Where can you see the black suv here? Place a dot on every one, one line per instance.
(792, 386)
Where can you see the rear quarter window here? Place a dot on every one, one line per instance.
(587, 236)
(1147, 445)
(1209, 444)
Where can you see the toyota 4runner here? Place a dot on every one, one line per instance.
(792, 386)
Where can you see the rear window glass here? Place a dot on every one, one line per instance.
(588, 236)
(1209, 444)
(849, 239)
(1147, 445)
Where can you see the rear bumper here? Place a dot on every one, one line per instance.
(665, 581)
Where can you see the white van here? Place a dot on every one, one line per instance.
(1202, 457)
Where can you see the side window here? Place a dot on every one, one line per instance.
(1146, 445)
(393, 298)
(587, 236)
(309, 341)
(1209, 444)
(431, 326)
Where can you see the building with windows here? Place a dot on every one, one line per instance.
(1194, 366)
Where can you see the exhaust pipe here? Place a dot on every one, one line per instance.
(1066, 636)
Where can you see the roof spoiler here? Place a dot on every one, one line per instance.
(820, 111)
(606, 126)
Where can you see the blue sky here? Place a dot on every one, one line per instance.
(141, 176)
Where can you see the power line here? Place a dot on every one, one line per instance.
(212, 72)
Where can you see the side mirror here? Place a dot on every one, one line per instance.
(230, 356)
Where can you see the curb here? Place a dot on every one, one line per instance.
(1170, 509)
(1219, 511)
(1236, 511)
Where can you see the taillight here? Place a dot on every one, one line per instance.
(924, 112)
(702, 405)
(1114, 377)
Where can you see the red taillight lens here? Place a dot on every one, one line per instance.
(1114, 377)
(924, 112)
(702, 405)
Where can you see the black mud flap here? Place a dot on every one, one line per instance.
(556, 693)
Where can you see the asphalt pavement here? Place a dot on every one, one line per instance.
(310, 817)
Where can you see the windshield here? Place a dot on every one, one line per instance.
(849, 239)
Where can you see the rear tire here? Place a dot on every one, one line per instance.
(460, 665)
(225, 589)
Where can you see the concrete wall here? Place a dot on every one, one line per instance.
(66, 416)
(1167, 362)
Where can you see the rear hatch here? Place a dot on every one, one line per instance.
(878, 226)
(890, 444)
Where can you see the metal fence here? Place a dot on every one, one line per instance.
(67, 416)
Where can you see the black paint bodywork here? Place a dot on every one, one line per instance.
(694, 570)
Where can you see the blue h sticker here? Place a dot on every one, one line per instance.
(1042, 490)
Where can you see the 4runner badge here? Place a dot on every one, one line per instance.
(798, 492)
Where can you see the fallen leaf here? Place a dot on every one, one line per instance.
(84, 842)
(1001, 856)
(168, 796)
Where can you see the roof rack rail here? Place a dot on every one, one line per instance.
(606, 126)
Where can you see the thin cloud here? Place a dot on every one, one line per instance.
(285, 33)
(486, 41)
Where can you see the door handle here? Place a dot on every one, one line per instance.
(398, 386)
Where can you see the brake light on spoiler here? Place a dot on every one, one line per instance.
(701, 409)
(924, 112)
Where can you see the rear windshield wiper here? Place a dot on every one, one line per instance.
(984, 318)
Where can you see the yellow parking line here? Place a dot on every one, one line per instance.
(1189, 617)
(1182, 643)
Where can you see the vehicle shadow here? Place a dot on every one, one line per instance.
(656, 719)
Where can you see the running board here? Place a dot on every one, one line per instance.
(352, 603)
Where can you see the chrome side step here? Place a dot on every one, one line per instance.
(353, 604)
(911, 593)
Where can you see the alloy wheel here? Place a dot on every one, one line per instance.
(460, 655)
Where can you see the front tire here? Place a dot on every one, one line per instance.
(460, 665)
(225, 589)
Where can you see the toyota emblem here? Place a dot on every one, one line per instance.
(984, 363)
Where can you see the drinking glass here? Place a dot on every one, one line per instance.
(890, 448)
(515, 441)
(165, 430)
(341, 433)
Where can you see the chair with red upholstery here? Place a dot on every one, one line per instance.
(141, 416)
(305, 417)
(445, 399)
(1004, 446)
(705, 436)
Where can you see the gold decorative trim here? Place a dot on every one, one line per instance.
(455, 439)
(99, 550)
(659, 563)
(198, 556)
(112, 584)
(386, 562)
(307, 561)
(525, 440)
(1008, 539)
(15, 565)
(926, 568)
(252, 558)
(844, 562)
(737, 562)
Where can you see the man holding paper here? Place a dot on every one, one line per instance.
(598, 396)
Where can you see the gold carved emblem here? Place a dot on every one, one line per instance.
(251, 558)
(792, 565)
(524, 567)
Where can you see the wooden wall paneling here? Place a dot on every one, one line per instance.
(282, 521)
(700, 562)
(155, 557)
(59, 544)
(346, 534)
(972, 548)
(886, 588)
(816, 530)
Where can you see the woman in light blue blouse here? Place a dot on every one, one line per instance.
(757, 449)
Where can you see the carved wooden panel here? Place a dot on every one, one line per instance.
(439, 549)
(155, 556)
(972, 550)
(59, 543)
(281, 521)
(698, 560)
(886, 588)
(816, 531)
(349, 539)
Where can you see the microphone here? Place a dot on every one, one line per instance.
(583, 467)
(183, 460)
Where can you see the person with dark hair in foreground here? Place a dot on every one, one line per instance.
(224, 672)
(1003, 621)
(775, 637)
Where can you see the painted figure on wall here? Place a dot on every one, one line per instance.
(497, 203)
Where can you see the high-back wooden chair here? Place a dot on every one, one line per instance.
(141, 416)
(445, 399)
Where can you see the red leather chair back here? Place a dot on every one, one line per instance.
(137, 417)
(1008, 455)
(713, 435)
· · · ·
- _Work to complete_:
Rescale the part of the listing above that begins at the line containing "Where can you see the woman" and runs through the last line of the listing. Repeat every line, requests included and unchanged, but multiply each point coordinate by 2.6 and round to the nearest whole number, with halves rounding up.

- _Task output_:
Where can you see the woman in light blue blouse here? Place a dot on every one, one line per instance.
(1968, 1167)
Where can you see the carved wooden panel here? Place a dot on every one, one line per instance.
(1141, 1427)
(403, 1446)
(2527, 1430)
(153, 1412)
(731, 1355)
(1815, 1456)
(2304, 1529)
(2122, 1381)
(907, 1401)
Where can you see the microphone here? Place a dot on every one, one line per instance.
(1516, 1214)
(476, 1196)
Where can you see the person with dark hair in foreground here? Place a dot on every one, one line per instance.
(582, 1747)
(2608, 1615)
(2015, 1656)
Where can you see the painted figure on wall here? Place a dot on every one, one line per instance.
(1292, 528)
Where can you see the high-back wooden chair here? Place a dot on every one, one line per instance.
(367, 1082)
(1157, 1037)
Where can you see the red leather chair back here? Place a dot on every one, one line per instance.
(356, 1084)
(2621, 1183)
(1854, 1131)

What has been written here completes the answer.